Though Trichocereus knuthianus is still considered a correct species with the name Echinopsis knuthiana, it is closely related to Trichocereus cuzcoensis and Trichocereus peruvianus. There was never any good DNA testing done to verify or question this, which is why it is on our short list of species that we´ll test for our upcoming book on the genus Trichocereus. In my opinion, it is a relative of Trichocereus cuzcoensis. We will find out how related exactly once we´ve ran some tests.
Trichocereus knuthianus was discovered and described by Curt Backeberg on the upper course of the Rio Marañon. The plant was named after Graf F.M.Knuth, who was Curt Backeberg´s co-author in the book KAKTUS ABC and a financier for some of his trips.
Most plants that are available on the open market were originally sourced from Friedrich Ritters Seed list. Ritter´s collection number of Trichocereus knuthianus was FR567, sometimes also labeled as Trichocereus knuthianus f. pachanoi or Trichocereus knuthianus FR 677! This strain can be found in collections throughout the World though it is most common in Australia.
Ritter wrote that it´s probably synonymous with Trichocereus tarmaensis and I agree to a certain degree. In addition, he shared the opinion that Trichocereus knuthianus is actually a variety of Trichocereus cuzcoensis, which is most likely correct as well. Trichocereus cuzcoensis only grows in Cusco, but its close relatives grow all over Peru, e.g. Trichocereus tarmaensis, Trichocereus schoenii, etc.
Curt Backeberg, on the other hand did absolutely not agree with Ritter´s attempt to nullify Backeberg´s species, as it would mean that his newly described “species” would´ve become invalid. Generally speaking, Friedrich Ritter knew that plant very well .
Trichocereus are relatively easily grown in the UK, especially due to the fact that they do not require massive amounts of sunlight. As most cacti grown in the UK, they are best grown in a greenhouse or conservatory (grow tents are also used for younger plants), South facing is a distinct advantage.
Watering from Spring (April) to beginning of Autumn (End September). Depending on what kind of summer we get will depend on how frequent you need to water, but, less is better with cacti. During the winter months, little to no watering is required or the roots could rot (they do not like to be wet for long periods).
In warmer climates, you could go for a more nutrient rich mixture (50% organic / 50% inorganic). But, in the UK, it is best to err more on the side of inorganic (60% – 70% inorganic) to ensure the pot is drained quickly.

### Exercise brief
Write out the passage of the text on Trichocereus knuthianus starting at "Curt Backeberg, on" and ending at "very well .". The material after this point has no connection to the cactus text.

### Given records
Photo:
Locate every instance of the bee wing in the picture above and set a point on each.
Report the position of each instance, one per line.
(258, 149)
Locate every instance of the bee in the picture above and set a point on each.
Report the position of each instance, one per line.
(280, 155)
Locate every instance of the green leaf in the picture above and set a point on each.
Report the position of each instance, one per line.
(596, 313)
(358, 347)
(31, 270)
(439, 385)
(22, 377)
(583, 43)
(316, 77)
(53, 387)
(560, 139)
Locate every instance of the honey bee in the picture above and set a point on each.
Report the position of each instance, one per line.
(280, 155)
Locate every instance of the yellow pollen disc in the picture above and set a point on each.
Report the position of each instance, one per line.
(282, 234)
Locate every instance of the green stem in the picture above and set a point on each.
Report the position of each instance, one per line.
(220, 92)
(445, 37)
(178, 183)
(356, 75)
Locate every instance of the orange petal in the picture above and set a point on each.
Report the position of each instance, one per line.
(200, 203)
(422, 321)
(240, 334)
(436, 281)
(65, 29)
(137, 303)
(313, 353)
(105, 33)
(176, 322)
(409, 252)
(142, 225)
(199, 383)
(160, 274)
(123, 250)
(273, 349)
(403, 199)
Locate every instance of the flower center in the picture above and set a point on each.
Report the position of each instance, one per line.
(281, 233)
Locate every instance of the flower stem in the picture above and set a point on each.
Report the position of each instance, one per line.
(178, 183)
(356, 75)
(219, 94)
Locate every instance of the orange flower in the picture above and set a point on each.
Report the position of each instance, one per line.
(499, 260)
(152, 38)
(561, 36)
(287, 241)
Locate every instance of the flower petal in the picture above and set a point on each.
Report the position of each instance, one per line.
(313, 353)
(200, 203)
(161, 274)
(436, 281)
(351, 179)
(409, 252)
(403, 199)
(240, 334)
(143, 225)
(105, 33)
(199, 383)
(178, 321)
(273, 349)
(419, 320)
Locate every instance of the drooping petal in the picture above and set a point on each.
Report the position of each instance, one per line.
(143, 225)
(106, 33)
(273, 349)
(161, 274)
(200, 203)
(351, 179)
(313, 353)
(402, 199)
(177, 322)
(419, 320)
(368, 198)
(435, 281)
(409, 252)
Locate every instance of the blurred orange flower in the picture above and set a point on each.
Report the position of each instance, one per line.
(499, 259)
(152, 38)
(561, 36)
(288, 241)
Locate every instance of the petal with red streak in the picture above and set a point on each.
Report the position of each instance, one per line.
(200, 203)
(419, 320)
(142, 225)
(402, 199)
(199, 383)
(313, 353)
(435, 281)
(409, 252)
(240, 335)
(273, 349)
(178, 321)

### Output
Curt Backeberg, on the other hand did absolutely not agree with Ritter´s attempt to nullify Backeberg´s species, as it would mean that his newly described “species” would´ve become invalid. Generally speaking, Friedrich Ritter knew that plant very well .